Leitsatz (amtlich)

1. Im Rahmen der Feststellung der Lebensstellung eines Arbeitsnehmers zum Zeitpunkt des Eintritts der Berufsunfähigkeit bleiben auf den Umständen des Arbeitsmarkts beruhende Umstände, insbesondere Arbeitszeitdefizite, in gleicher Weise unberücksichtigt, wie dies spiegelbildlich auch für die Beurteilung gilt, ob der Versicherte seine vormalige Lebensstellung durch eine anderweitige Tätigkeit wahrt bzw. wahren kann.

2. Unterliegt die bei Eintritt der Berufsunfähigkeit ausgeübte Tätigkeit den Bedingungen eines auf gesetzlicher Grundlage allgemeinverbindlichen Tarifvertrages ("Mindestlohn Bau"), so ist die Wahrung dieser Lebensstellung durch eine anderweitige Tätigkeit daran zu messen, ob diese dem Versicherten nicht nur ein betragsmäßig den aktuellen Bedingungen dieses Tarifvertrages entsprechendes Einkommen vermittelt, sondern ihm zudem die Aussicht auf eine dessen Bedingungen annähernd gleichwertige künftige Einkommenssicherung eröffnet.

3. Ist nach den Bedingungen einer privaten Berufsunfähigkeitsversicherung eine "Verweisung" auf eine andere Tätigkeit für den Fall ausgeschlossen, dass das daraus erzielte Einkommen 20% oder mehr unter dem Einkommen in dem zuletzt ausgeübten Beruf liegt, so folgt hieraus nicht, dass bei Erzielung von Einkünften von mehr als 80% des vormaligen Einkommens eine "Verweisung" stets gerechtfertigt ist.

[Vorliegendes Material]
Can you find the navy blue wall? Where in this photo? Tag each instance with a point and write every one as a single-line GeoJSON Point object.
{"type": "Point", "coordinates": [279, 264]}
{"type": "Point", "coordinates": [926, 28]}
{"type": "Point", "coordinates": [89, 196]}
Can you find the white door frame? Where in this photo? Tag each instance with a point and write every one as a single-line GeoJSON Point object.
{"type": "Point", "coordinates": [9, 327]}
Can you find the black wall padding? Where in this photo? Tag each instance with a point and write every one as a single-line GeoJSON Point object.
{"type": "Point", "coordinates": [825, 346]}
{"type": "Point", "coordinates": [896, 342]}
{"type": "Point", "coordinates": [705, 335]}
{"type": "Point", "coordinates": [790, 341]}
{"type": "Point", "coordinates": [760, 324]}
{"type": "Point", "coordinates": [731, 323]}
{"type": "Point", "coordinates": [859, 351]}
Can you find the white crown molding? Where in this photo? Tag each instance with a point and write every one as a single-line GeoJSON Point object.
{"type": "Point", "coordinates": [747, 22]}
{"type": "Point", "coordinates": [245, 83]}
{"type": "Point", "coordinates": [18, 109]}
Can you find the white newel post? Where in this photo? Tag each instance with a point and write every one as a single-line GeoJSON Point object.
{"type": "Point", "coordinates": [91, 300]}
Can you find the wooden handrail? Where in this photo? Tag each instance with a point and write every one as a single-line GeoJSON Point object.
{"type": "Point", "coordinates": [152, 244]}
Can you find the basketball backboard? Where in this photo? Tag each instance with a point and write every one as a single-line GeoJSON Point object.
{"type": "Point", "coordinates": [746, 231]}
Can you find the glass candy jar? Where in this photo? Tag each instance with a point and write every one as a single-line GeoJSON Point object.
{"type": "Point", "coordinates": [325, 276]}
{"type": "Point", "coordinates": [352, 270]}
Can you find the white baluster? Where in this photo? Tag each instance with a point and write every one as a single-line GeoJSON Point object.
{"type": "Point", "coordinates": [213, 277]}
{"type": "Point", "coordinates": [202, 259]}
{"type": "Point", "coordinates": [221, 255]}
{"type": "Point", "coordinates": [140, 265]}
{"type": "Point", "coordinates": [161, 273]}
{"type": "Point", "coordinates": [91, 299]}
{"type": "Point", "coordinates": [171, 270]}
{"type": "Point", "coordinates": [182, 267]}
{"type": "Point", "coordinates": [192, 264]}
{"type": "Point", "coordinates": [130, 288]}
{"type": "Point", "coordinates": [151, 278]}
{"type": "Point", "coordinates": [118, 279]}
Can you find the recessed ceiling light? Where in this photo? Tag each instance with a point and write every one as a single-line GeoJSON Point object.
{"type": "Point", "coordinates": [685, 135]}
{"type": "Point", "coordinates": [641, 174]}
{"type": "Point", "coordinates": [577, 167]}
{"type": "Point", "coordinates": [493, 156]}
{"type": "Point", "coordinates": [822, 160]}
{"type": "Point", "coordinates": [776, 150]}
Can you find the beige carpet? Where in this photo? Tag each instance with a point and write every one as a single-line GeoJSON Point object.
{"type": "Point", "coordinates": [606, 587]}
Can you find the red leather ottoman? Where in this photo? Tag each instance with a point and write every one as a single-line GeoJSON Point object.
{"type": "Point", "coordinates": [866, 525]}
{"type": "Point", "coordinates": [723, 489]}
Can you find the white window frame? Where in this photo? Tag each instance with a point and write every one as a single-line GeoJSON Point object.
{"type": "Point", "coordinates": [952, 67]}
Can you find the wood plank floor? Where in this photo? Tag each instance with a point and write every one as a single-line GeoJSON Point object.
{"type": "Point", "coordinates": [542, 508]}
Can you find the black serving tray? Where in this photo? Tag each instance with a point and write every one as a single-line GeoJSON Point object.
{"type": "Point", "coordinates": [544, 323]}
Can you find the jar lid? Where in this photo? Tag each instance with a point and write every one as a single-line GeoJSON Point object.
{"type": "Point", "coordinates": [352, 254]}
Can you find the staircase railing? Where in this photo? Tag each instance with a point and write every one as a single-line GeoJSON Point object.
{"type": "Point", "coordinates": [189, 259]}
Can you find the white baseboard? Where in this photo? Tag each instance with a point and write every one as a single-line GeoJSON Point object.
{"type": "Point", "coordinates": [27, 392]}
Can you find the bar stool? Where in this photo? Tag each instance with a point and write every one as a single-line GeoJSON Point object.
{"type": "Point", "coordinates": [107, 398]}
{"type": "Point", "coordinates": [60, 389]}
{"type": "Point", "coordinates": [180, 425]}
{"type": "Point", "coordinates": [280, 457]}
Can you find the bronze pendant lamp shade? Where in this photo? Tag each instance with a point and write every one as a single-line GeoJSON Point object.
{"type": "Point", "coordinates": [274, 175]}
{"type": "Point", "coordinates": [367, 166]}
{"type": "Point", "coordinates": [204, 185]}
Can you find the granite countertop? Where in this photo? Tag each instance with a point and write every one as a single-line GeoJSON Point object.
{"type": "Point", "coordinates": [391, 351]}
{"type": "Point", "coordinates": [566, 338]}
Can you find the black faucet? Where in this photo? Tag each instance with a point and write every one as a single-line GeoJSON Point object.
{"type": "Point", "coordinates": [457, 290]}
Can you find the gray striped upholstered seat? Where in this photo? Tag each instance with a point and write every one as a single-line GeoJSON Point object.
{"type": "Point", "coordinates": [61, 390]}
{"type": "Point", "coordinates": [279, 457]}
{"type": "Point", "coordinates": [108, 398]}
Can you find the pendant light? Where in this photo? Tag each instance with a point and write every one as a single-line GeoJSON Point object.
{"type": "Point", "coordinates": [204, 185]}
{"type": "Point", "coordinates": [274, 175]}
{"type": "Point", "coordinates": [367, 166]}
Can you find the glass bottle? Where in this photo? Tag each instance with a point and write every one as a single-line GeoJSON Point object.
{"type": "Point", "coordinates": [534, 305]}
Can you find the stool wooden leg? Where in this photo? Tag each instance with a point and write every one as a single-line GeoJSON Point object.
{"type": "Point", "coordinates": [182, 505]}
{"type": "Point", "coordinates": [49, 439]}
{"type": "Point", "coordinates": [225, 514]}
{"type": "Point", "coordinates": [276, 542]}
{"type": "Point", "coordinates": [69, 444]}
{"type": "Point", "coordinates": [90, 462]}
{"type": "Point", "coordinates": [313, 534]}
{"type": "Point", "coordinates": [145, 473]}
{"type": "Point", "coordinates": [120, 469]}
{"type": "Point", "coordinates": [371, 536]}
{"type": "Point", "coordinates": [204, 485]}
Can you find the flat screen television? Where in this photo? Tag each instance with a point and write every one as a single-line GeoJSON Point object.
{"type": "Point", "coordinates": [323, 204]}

---

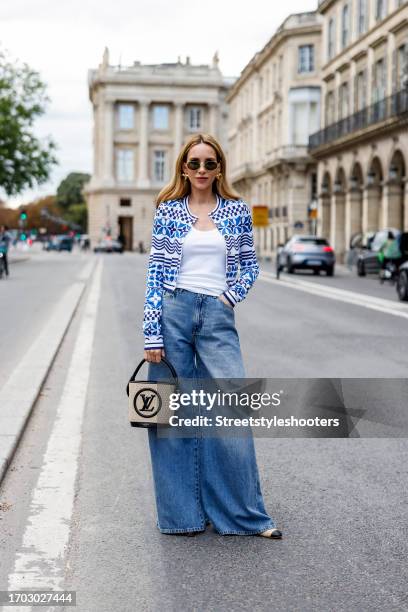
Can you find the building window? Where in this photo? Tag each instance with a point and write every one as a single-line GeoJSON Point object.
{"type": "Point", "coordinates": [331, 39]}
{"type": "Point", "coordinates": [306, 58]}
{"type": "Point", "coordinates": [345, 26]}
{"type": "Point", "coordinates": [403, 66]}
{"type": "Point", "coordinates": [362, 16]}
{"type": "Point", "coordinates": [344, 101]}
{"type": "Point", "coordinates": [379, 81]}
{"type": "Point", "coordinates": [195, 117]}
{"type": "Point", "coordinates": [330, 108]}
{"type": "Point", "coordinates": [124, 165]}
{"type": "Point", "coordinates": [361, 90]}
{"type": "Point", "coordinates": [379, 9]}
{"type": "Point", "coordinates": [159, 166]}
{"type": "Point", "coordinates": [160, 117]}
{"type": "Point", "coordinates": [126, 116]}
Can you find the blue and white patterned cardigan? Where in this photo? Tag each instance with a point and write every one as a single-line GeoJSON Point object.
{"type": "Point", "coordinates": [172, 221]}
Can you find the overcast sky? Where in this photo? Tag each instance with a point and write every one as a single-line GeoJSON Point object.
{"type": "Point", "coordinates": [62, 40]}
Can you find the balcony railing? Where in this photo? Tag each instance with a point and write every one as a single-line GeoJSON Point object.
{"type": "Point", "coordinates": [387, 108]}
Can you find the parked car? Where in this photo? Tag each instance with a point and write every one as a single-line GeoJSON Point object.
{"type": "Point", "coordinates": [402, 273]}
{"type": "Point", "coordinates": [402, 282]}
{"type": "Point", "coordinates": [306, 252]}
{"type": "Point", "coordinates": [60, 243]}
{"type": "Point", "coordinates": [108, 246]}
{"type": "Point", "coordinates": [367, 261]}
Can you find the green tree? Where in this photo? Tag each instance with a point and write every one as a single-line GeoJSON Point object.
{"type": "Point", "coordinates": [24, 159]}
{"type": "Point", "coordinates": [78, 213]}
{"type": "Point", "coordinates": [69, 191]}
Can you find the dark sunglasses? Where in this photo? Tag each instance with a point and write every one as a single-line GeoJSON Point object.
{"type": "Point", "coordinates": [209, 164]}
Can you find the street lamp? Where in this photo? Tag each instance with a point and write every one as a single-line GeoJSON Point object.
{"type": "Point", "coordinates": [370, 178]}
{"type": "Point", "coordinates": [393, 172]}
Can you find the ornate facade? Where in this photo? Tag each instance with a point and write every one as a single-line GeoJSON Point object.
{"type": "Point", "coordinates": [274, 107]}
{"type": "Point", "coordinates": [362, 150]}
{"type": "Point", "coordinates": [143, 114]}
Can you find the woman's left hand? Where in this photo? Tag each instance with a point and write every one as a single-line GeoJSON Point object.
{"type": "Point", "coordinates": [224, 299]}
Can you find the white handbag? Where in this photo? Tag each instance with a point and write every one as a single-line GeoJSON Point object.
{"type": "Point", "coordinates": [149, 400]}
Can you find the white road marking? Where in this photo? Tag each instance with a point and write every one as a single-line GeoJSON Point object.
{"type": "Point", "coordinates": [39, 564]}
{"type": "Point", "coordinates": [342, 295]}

* * *

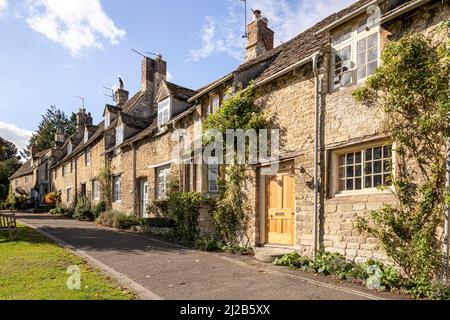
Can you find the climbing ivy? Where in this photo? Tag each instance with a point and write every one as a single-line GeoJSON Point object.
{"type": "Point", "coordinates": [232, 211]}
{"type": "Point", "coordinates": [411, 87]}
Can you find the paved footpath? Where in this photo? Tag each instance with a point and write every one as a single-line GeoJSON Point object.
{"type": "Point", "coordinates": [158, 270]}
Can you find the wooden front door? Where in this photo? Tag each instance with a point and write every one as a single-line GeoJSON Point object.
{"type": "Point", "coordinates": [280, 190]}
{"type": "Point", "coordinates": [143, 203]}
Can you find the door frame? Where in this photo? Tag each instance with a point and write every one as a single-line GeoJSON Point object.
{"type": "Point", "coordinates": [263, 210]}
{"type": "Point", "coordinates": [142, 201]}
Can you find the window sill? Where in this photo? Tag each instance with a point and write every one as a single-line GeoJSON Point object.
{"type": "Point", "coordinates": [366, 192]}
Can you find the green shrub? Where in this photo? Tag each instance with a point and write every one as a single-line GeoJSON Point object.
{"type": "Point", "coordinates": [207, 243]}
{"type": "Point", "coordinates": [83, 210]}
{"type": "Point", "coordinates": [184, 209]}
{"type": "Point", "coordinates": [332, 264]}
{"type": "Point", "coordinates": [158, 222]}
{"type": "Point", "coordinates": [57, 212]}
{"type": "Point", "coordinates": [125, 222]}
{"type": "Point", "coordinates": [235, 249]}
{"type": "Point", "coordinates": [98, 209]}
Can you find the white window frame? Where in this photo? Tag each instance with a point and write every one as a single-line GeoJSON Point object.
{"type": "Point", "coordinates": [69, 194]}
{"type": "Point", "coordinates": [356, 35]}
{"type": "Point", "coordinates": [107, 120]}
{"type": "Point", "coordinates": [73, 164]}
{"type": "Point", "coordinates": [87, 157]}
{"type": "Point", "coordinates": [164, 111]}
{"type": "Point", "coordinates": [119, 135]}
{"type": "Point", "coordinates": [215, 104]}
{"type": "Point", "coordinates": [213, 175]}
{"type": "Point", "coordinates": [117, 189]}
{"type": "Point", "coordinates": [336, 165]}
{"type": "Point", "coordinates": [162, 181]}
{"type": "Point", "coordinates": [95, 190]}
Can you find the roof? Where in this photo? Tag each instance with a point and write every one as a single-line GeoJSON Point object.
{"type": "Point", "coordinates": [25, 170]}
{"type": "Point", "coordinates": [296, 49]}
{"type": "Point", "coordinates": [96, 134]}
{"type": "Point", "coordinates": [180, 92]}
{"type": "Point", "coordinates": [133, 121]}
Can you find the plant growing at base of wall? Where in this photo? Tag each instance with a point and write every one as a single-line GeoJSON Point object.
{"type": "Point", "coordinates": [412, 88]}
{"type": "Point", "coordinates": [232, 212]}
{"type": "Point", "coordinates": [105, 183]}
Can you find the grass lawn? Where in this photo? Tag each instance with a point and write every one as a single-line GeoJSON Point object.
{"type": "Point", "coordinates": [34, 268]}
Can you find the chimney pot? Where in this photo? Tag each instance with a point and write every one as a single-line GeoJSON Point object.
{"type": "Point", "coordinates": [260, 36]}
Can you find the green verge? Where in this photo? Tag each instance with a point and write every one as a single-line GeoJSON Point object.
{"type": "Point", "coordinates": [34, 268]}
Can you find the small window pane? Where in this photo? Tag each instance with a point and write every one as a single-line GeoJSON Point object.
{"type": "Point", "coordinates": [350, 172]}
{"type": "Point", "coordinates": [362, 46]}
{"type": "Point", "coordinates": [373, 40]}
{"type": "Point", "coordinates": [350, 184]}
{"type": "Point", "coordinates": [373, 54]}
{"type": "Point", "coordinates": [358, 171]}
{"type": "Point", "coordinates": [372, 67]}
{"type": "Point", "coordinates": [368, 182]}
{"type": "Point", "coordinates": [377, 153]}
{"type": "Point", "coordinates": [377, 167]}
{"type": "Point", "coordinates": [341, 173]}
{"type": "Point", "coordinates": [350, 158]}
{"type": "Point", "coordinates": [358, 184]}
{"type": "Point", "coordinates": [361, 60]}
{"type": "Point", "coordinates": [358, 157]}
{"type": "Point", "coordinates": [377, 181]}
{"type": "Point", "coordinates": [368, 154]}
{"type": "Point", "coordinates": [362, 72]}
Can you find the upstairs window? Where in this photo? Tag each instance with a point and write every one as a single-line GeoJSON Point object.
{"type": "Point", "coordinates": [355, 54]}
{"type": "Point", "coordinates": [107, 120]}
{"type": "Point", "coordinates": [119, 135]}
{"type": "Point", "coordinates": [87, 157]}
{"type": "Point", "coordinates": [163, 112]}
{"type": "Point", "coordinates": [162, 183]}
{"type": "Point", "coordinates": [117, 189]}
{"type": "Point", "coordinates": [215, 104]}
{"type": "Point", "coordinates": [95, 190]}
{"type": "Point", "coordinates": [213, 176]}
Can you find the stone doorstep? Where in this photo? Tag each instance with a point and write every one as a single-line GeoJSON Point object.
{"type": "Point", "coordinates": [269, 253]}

[Aufgabe] Schreib den Textauszug zur Berufsunfähigkeitsversicherung vollständig und wortgetreu ab. Halte dich ausschließlich an den Textauszug.

[Antwort]
Leitsatz (amtlich)

1. Im Rahmen der Feststellung der Lebensstellung eines Arbeitsnehmers zum Zeitpunkt des Eintritts der Berufsunfähigkeit bleiben auf den Umständen des Arbeitsmarkts beruhende Umstände, insbesondere Arbeitszeitdefizite, in gleicher Weise unberücksichtigt, wie dies spiegelbildlich auch für die Beurteilung gilt, ob der Versicherte seine vormalige Lebensstellung durch eine anderweitige Tätigkeit wahrt bzw. wahren kann.

2. Unterliegt die bei Eintritt der Berufsunfähigkeit ausgeübte Tätigkeit den Bedingungen eines auf gesetzlicher Grundlage allgemeinverbindlichen Tarifvertrages ("Mindestlohn Bau"), so ist die Wahrung dieser Lebensstellung durch eine anderweitige Tätigkeit daran zu messen, ob diese dem Versicherten nicht nur ein betragsmäßig den aktuellen Bedingungen dieses Tarifvertrages entsprechendes Einkommen vermittelt, sondern ihm zudem die Aussicht auf eine dessen Bedingungen annähernd gleichwertige künftige Einkommenssicherung eröffnet.

3. Ist nach den Bedingungen einer privaten Berufsunfähigkeitsversicherung eine "Verweisung" auf eine andere Tätigkeit für den Fall ausgeschlossen, dass das daraus erzielte Einkommen 20% oder mehr unter dem Einkommen in dem zuletzt ausgeübten Beruf liegt, so folgt hieraus nicht, dass bei Erzielung von Einkünften von mehr als 80% des vormaligen Einkommens eine "Verweisung" stets gerechtfertigt ist.